▶ EXERCISE BRIEF
Return the passage of the office market article word for word, starting at "Still, operators of" and ending at "pandemic is over.".

▶ READING TEXT
****
Pandemic transforms office market
published : 15 Apr 2020 at 04:00
newspaper section: Business
The coronavirus pandemic is likely to create a radical change in the Bangkok office market within less than a year, particularly in behaviour and use of space, according to property consultant CBRE Thailand.
Roongrat Veeraparkkaroon, head of advisory and transaction services for offices, said companies for many years have been exploring remote work or work-from-home strategies to either minimise costs or cope with the millennial generation's behaviour even before the current outbreak.
"At this time, almost every company, even those who are under-prepared, is being forced to undertake this new way of working without choice," she said.
Companies are experimenting with work-from-home policies and perceive an opportunity that it could work when applied to certain business functions and set the right balance between empowering and monitoring teams.
This could mean that the future workplace will have a combination of agile workplaces, with a permanent office complementing work-from-home and co-working spaces.
The outbreak is acting as a catalyst that will give a company a clear view on whether its tentative remote working policy is feasible.
Once businesses realise what platform or infrastructure they are missing to support remote work, tech services companies will be some of the first beneficiaries after the storm has passed.
"Many organisations will look for satellite offices and cloud-based platforms as part of a business continuity plan (BCP) to ensure their businesses will not go dark if staff cannot access the headquarters," Ms Roongrat said.
Co-working spaces will be one of the best choices because a company can rent space on demand when needed.
Still, operators of co-working spaces will need solid measures to satisfy users that their spaces are safe and well-prepared after the pandemic is over.
While some hotels have to shut down when they don't have guests, meeting or conference rooms may be occupied by some organisations that need backup meeting space.
Ms Roongrat said the agile workplace has been a hot topic before the pandemic, with collaboration and engagement encouraged.
Initially, the agile workplace might sound like a high-risk option for companies, but this concept of activity-based work areas can be easily reconfigured to support social distancing strategies and split teams within offices.
The pandemic has also delayed many office developments in Bangkok as construction activities are interrupted and developers take a more defensive stance to assess the situation on a daily basis.
It is also possible that development plans will be revised to make projects more appealing in the post-pandemic era, with better property management systems, air filtration (as PM2.5 pollution still lingers in Bangkok) and a well-thought-out BCP to support tenants.
Agile and adaptive will be key words in the post-pandemic office market, not only to increase efficiency of a workplace but to prepare a business for any unforeseen changes that could occur in the future, Ms Roongrat said.
****
▶ INPUT DATA
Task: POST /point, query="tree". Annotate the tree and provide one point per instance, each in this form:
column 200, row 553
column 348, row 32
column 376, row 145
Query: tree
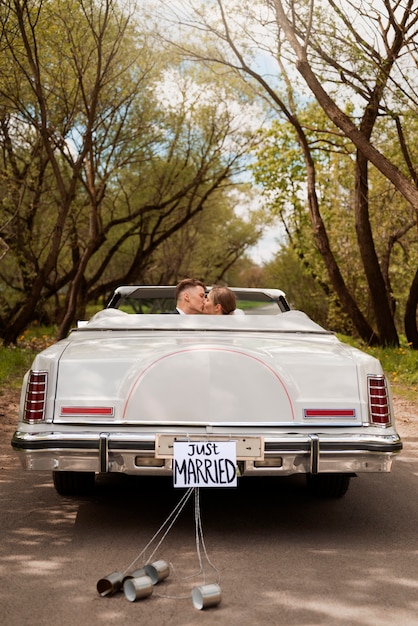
column 338, row 58
column 100, row 170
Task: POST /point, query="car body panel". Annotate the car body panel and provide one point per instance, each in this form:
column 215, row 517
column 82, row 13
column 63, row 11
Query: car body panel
column 121, row 383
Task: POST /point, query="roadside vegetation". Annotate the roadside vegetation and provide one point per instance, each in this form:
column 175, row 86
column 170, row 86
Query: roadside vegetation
column 400, row 363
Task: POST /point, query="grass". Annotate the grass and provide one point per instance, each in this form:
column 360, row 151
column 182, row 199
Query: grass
column 400, row 364
column 15, row 360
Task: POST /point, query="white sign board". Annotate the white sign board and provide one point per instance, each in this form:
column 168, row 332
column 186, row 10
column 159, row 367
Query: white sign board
column 205, row 464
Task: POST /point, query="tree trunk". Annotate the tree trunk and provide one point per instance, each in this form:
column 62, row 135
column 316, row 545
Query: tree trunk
column 410, row 319
column 380, row 298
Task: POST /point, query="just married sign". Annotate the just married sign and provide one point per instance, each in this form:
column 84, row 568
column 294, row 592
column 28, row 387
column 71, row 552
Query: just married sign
column 205, row 464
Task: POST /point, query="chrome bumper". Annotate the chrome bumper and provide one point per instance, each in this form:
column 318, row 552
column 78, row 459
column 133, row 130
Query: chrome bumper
column 283, row 455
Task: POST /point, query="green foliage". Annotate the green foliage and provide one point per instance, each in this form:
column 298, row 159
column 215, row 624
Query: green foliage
column 400, row 364
column 13, row 364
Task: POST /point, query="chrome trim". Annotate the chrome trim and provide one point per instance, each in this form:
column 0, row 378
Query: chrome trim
column 104, row 452
column 314, row 439
column 116, row 452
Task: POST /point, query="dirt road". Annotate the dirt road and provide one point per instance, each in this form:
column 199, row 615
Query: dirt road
column 282, row 557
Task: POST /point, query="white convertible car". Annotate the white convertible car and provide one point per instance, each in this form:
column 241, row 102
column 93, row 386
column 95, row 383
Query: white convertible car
column 124, row 388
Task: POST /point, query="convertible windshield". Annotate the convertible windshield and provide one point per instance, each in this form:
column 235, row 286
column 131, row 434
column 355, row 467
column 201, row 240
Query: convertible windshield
column 154, row 300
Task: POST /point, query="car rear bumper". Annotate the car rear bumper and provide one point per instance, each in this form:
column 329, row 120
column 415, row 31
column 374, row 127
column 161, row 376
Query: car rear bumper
column 283, row 455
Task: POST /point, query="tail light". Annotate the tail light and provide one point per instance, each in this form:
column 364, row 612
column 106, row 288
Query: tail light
column 379, row 407
column 35, row 399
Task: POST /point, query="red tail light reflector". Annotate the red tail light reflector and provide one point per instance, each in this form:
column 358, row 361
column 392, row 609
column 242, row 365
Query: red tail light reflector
column 379, row 409
column 35, row 399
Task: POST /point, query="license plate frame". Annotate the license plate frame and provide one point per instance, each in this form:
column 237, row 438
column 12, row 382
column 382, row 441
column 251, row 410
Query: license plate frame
column 249, row 448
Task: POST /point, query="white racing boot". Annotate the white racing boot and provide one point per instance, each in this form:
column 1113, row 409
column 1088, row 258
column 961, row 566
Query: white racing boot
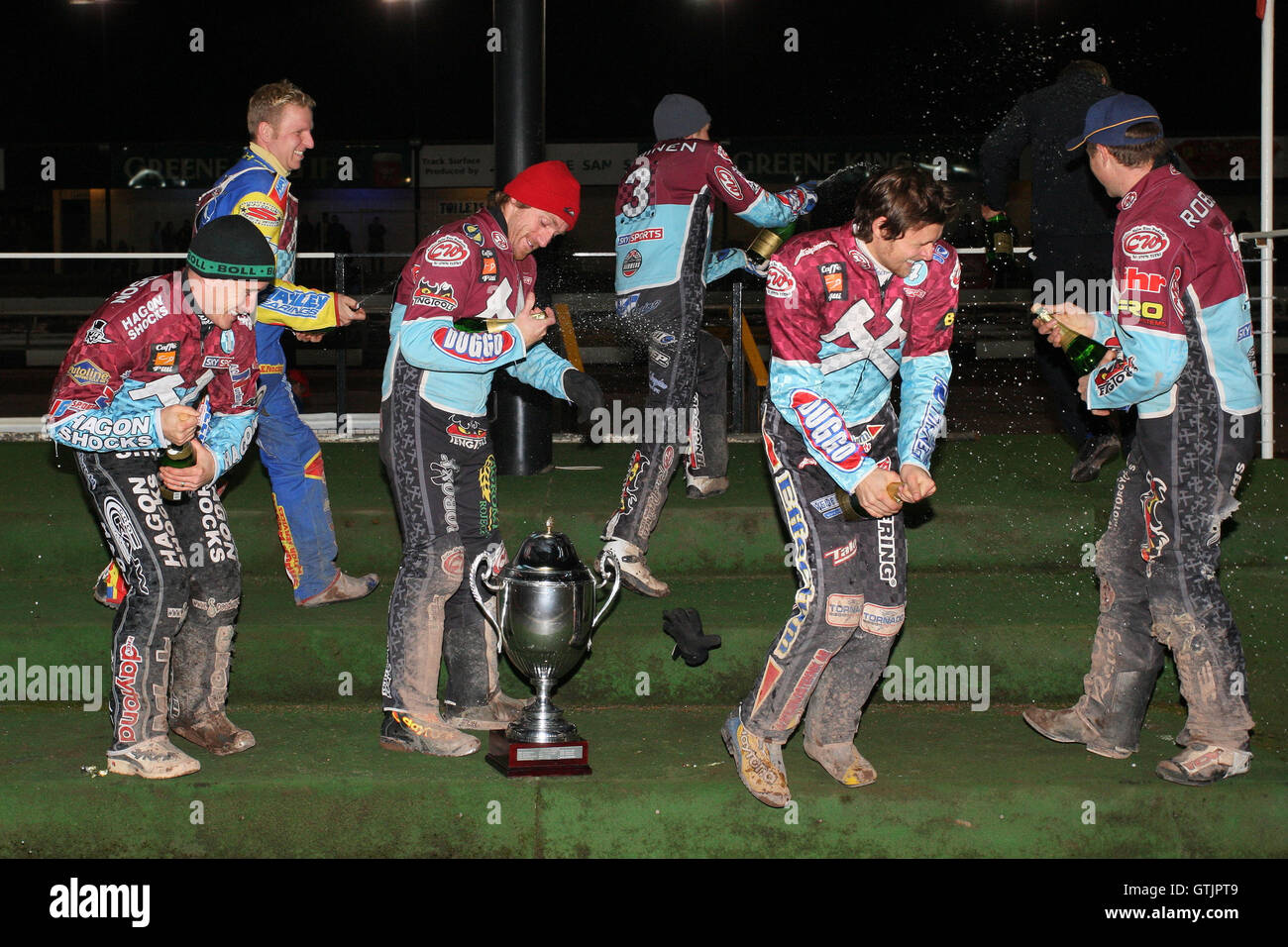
****
▶ WRITTEN RESPONSE
Still, operators of co-working spaces will need solid measures to satisfy users that their spaces are safe and well-prepared after the pandemic is over.